▶ **The request**:
Reproduce the data word for word, beginning at the start of the data and continuing through the line containing "<point>126,73</point>", with both ends included. Do not include the pictures in your answer.

▶ **Extracted material**:
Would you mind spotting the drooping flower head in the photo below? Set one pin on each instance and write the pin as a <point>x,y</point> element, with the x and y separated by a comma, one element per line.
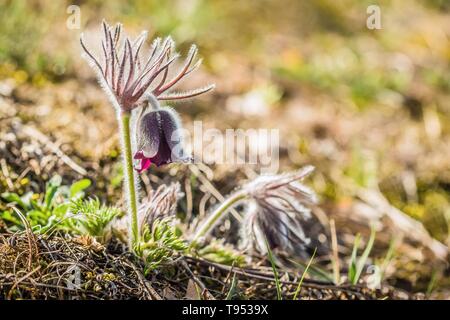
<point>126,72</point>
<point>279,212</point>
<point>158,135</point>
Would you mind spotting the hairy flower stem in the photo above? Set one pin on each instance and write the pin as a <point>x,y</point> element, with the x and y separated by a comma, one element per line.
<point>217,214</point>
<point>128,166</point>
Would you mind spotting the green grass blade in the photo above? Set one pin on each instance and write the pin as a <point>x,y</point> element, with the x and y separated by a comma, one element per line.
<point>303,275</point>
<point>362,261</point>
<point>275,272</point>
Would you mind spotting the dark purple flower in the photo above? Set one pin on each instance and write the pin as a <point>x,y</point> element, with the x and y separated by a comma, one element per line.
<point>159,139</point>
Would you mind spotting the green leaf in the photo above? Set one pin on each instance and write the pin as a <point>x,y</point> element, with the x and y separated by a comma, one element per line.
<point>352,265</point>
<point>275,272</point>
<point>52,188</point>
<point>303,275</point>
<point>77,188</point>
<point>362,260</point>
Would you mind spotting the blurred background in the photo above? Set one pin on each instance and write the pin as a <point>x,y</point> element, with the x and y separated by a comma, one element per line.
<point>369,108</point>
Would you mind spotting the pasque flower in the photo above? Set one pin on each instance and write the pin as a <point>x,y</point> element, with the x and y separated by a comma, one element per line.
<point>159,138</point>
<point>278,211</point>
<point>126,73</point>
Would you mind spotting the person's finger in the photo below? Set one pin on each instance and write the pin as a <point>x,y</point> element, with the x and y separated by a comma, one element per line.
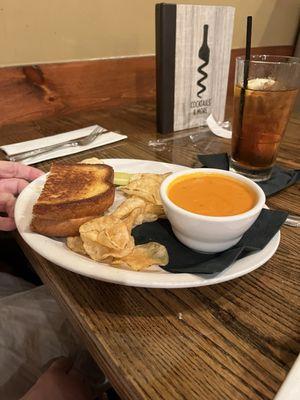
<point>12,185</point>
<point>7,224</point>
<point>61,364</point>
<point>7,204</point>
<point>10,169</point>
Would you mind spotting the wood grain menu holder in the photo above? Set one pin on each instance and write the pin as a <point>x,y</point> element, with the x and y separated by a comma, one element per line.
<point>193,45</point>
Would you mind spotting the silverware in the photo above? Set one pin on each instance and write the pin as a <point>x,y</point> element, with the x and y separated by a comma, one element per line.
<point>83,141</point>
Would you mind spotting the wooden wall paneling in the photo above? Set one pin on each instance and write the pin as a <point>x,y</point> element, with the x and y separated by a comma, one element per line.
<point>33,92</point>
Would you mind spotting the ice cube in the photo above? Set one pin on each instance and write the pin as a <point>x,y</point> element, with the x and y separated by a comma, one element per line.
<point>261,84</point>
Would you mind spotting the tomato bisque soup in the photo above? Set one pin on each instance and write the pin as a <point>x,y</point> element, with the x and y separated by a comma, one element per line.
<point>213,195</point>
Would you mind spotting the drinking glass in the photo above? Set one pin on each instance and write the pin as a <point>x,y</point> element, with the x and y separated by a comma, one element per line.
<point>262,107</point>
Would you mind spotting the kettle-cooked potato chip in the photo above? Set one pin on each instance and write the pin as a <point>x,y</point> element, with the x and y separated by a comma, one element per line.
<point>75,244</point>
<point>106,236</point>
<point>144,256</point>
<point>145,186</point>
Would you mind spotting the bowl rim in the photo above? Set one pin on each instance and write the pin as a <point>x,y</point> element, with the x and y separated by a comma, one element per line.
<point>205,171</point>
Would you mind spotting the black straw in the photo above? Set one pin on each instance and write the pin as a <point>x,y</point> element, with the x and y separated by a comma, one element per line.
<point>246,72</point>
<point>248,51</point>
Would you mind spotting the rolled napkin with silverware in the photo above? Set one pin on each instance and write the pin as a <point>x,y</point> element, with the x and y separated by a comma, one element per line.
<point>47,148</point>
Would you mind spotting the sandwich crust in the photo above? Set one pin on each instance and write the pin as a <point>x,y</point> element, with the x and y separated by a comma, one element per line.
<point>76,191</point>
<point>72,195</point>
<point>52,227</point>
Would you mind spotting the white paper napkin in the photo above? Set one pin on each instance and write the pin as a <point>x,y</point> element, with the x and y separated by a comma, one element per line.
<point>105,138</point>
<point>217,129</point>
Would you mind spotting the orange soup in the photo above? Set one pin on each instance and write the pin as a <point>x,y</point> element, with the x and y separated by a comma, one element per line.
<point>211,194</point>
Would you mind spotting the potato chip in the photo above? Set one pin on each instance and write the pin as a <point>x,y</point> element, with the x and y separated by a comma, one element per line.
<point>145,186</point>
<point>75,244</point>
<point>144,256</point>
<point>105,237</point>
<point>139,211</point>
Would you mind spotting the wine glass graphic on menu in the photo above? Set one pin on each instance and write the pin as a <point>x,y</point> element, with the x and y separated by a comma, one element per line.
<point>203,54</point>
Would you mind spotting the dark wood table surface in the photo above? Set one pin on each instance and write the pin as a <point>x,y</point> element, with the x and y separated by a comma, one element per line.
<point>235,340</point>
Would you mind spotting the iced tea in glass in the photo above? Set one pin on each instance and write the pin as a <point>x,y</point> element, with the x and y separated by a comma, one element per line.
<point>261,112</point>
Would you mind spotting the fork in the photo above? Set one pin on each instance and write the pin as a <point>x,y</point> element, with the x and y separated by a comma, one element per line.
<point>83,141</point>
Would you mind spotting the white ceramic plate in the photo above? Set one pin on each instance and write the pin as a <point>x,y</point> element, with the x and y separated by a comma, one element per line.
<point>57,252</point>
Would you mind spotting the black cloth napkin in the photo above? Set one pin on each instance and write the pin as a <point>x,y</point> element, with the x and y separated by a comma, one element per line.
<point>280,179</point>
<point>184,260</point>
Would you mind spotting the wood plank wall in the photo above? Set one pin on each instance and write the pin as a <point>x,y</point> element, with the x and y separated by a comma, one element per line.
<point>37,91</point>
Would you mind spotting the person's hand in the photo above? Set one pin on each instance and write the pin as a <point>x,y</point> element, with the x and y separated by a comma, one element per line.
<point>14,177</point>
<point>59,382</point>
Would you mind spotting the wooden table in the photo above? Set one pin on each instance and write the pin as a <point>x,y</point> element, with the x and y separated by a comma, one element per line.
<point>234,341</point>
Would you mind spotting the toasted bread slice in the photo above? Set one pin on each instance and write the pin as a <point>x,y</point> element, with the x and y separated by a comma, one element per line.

▶ **The completed task**:
Would you mind spotting the drooping flower head in the photo below? Set one pin on each instance and write the pin as a <point>x,y</point> element, with the x and y separated by a comma, one element per line.
<point>126,72</point>
<point>279,212</point>
<point>158,135</point>
Would you mind spotting the hairy flower stem in the photo above? Set one pin on each instance and write the pin as a <point>x,y</point> element, with the x and y separated by a comma, one element per line.
<point>217,214</point>
<point>128,166</point>
Would you mind spotting the green grass blade in the photo above? Set one pin on each instance and write the pin as a <point>x,y</point> element, with the x and y separated by a comma, one element per line.
<point>303,275</point>
<point>362,261</point>
<point>275,272</point>
Would you mind spotting the dark purple flower in the photo above? Set one pin on each instance and write the pin as a <point>x,y</point> element, with the x and y separated by a comma, one element per line.
<point>159,139</point>
Would you mind spotting the green leaf in the photo above? Set one pin on each instance and write the pin as a <point>x,y</point> element, with the x and y separated by a comma, one element per line.
<point>352,265</point>
<point>275,272</point>
<point>52,188</point>
<point>303,275</point>
<point>77,188</point>
<point>362,260</point>
Would you mind spotting the blurred background in the photo above? Set one pin on each instance and write the pin as a <point>x,y</point> element, with the x and y separated by a comma, one element per line.
<point>369,108</point>
Would you mind spotting the pasque flower in the photo above? Set one pin on each instance and write the pin as a <point>x,y</point> element, with the x and y separated by a comma, one element per line.
<point>159,138</point>
<point>278,211</point>
<point>126,73</point>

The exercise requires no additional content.